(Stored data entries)
━━━

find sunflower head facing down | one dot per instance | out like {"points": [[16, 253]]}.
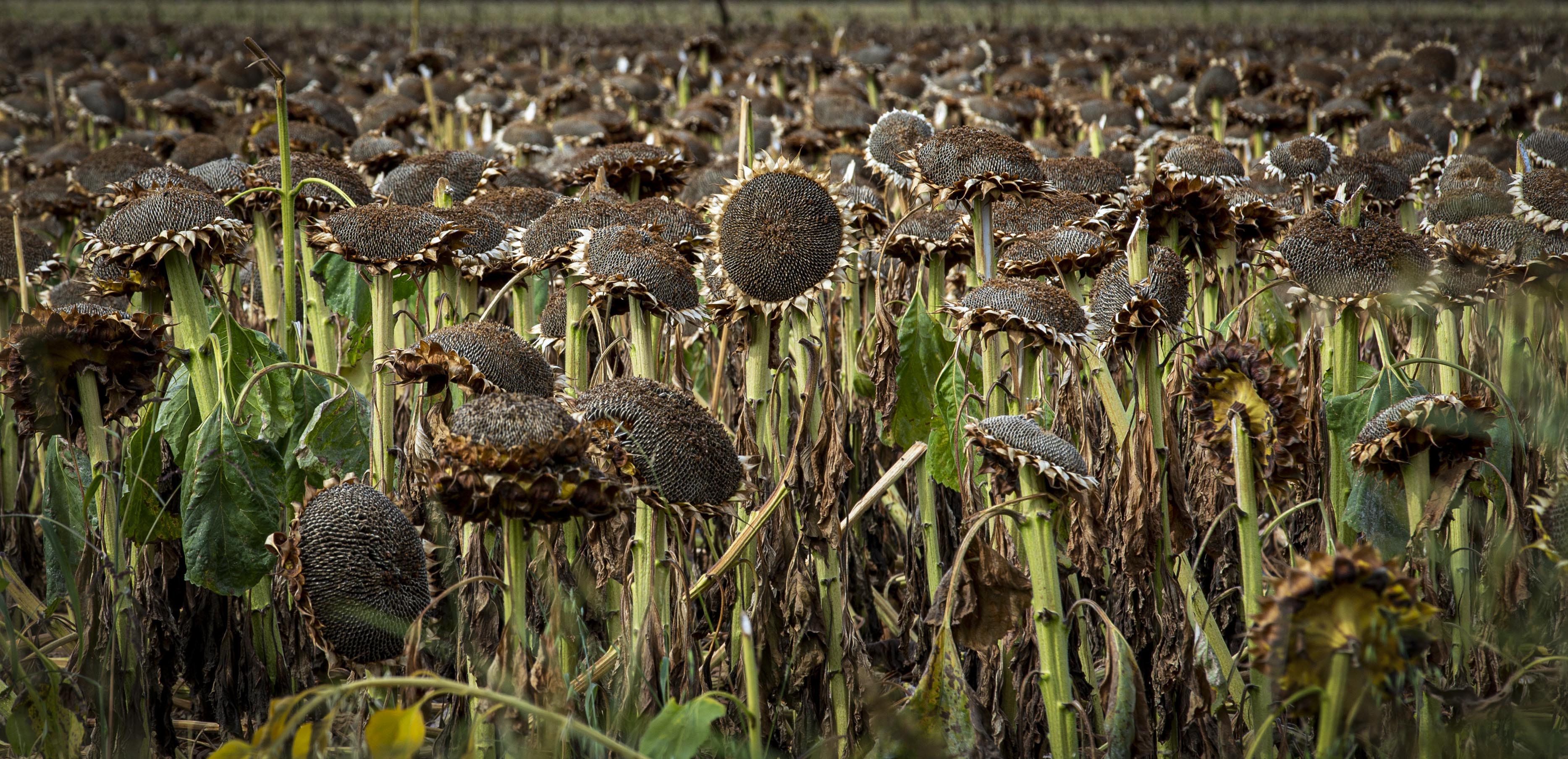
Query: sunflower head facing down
{"points": [[1236, 377], [1344, 601]]}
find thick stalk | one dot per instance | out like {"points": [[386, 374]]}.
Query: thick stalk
{"points": [[1250, 551], [324, 338], [192, 327], [385, 394], [1332, 706], [1038, 545]]}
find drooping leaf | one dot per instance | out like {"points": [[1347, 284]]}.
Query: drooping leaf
{"points": [[68, 477], [394, 733], [344, 289], [338, 436], [681, 730], [145, 515], [178, 416], [230, 504], [924, 347], [270, 407], [946, 438]]}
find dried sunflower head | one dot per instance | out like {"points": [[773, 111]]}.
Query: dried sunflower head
{"points": [[414, 181], [1123, 313], [780, 237], [521, 457], [1028, 308], [1540, 197], [1018, 441], [656, 170], [1236, 377], [358, 571], [1453, 427], [479, 357], [1200, 158], [621, 263], [1301, 160], [970, 164], [1343, 601], [673, 447], [389, 237], [894, 135], [1056, 252], [1354, 264], [46, 350], [140, 233]]}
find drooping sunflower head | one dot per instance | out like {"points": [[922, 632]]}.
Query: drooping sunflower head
{"points": [[620, 263], [1453, 427], [389, 237], [1123, 313], [1028, 308], [479, 357], [1018, 441], [521, 457], [666, 440], [140, 233], [358, 571], [1344, 601], [1239, 377], [968, 164], [46, 350], [780, 236], [893, 135]]}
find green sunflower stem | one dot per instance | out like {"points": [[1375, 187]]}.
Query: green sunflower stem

━━━

* **ABOUT THIS TASK**:
Pull every line with the word "instance" from the data.

* **OUTPUT BELOW**:
find sunflower head facing down | one dot per instance | out like {"points": [[16, 253]]}.
find thick stalk | one dot per instance | out like {"points": [[386, 374]]}.
find drooping leaf | one dot per instance | out like {"points": [[1347, 284]]}.
find dried sunflower head | one dot per instance | out like {"points": [[773, 111]]}.
find drooping sunflower head | one dot per instance | out like {"points": [[922, 632]]}.
find green sunflower stem | one dot per instance | out like {"points": [[1375, 187]]}.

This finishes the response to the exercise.